Falls Marcion Griechisch schrieb, übersetzt Tertullian ins Lateinische und Bilby wieder vom Lateinischen ins Postclassikal Greek. Nun wissen wir, dass jede Übersetzung auch eine Deutung ist. Der normalisierte Text von Bilby ist dann durch zwei Übersetzungen mit zwei Deutungen beeinflusst, und wir wissen nicht, ob es sich bei dem rückübersetzten Griechisch um das Griechisch handelt aus dem Tertullian übersetzt hat. War es das Griechisch das Lk1 verwendet hat oder das Griechisch das Marcion verwendet hat, denn wenn Lk1 nicht von Marcion ist, ist es ein möglicherweise ein anderes Griechisch und wenn es das Griechisch von Marcion ist, ist es nicht das Griechisch des Lk1.

 

Wir unterscheiden schließlich unterschiedliches Griechisch auch in den unterschiedlichen Evangelien. Aber Vorsicht. Unsere Evangelien stammen aus Handschriften späterer Jahrhunderte, genug Zeit in denen sich Sprache verändern kann, während wir hier von einem Zeitraum von maximal 60 Jahren sprechen - und wir sprechen über ein großes Gebiet, das in Frage kommt, da wir keine Ahnung haben, wo Lk1 entstanden sein könnte. Mit Griechisch ist hier immer Koine nicht Postclassikal Greek gemeint.

▸ **Datensätze zur Punktplatzierung**:
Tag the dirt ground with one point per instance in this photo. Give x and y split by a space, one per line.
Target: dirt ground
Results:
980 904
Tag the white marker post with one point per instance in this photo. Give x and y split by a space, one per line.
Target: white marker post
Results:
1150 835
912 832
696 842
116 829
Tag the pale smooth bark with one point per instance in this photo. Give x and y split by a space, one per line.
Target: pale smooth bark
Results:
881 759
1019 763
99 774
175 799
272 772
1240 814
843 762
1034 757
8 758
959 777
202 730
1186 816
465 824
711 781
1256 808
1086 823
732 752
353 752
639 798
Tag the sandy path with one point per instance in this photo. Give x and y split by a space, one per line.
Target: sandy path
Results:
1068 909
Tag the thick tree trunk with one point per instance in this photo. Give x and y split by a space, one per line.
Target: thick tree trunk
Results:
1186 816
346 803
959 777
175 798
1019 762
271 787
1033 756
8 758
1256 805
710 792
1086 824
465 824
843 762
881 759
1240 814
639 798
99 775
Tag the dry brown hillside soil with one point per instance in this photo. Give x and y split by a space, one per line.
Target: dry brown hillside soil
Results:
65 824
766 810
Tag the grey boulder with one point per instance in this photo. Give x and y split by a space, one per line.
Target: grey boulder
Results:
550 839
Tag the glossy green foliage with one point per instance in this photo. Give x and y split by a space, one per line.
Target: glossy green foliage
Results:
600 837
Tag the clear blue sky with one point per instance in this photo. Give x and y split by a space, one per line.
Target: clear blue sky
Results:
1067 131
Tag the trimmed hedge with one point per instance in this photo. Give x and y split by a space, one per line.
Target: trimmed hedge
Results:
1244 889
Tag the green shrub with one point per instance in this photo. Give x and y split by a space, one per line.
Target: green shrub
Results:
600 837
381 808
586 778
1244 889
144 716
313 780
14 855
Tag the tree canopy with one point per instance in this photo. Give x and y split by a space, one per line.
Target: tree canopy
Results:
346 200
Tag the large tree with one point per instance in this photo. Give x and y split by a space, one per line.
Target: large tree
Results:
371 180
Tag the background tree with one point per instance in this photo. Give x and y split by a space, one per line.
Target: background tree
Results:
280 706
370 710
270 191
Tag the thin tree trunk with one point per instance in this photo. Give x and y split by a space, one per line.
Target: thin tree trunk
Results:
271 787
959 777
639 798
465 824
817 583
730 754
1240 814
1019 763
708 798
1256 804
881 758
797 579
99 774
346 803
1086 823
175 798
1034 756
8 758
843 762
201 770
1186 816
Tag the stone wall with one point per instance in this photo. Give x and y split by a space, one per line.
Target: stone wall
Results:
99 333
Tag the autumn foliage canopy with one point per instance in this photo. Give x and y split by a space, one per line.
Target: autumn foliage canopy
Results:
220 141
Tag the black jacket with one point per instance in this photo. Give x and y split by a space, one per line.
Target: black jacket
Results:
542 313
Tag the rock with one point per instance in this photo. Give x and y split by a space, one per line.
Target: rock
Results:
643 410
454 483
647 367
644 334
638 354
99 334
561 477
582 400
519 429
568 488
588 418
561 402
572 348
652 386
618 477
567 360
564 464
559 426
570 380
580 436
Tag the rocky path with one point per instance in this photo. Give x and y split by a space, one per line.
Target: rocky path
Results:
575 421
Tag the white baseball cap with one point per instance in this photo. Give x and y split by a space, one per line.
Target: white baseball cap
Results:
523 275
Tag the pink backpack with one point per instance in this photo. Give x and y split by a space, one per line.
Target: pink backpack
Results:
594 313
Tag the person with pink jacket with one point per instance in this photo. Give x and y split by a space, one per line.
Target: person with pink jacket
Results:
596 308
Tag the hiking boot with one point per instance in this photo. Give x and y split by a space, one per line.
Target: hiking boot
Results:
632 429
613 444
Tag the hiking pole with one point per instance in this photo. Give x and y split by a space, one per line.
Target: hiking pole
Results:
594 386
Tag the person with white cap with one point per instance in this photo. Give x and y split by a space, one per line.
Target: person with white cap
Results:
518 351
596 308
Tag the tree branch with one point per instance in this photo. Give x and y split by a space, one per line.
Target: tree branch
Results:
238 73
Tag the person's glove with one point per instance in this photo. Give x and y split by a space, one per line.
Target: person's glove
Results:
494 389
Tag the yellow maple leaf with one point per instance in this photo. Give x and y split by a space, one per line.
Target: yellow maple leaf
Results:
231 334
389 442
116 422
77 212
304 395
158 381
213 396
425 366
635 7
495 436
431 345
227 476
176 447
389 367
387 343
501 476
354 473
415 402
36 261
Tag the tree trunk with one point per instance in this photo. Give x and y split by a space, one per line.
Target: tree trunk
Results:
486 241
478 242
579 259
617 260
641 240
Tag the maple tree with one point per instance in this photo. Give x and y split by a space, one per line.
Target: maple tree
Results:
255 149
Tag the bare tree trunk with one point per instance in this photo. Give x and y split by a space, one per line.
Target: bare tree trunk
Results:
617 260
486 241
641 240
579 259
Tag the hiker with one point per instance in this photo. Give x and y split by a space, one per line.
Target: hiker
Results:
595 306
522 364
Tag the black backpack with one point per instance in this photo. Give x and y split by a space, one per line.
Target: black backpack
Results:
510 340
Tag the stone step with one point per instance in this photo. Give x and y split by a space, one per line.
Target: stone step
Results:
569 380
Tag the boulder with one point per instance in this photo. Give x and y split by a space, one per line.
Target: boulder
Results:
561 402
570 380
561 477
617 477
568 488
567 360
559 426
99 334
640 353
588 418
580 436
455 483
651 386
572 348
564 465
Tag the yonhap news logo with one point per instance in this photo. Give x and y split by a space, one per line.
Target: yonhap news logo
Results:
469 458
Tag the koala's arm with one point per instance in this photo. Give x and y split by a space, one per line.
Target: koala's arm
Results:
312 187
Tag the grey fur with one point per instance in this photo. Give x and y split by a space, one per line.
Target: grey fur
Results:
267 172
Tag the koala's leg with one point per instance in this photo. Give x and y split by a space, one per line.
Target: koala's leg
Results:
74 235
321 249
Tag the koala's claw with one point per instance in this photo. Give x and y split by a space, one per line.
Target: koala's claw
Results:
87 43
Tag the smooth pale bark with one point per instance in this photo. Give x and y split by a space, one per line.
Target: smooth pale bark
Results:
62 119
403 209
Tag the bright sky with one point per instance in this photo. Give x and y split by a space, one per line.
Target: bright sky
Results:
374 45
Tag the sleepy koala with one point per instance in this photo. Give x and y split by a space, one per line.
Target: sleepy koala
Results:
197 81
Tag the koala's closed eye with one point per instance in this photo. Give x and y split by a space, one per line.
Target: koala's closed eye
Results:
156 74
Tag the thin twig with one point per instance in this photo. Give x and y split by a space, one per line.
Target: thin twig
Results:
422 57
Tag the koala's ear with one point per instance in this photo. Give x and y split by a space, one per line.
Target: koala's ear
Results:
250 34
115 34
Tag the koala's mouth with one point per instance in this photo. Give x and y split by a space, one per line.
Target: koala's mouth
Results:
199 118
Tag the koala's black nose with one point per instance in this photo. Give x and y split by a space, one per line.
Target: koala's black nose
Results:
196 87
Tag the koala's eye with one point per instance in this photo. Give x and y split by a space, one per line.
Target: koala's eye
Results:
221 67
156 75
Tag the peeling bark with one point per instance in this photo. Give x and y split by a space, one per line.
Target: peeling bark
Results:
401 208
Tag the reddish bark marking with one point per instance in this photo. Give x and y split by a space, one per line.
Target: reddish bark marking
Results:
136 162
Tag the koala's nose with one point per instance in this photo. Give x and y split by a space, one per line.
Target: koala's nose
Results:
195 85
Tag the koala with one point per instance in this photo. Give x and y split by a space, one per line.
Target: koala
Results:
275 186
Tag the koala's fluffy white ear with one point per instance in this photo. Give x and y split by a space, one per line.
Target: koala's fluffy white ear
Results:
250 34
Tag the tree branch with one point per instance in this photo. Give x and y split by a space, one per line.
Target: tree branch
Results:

▸ **SCHRIFTLICHE AUFGABE**:
Beantworten Sie zum Textauszug über Marcion und Tertullian diese Fragen:
(a) Was ist laut dem Textauszug jede Übersetzung auch?
(b) Von einem Zeitraum von wie vielen Jahren ist höchstens die Rede?
(c) Was ist mit „Griechisch“ im Textauszug immer gemeint?
Die Auflistung ist hierfür ohne Belang.

▸ **ERGEBNIS**:
(a) Eine Deutung.
(b) Von maximal 60 Jahren.
(c) Koine, nicht Postclassikal Greek.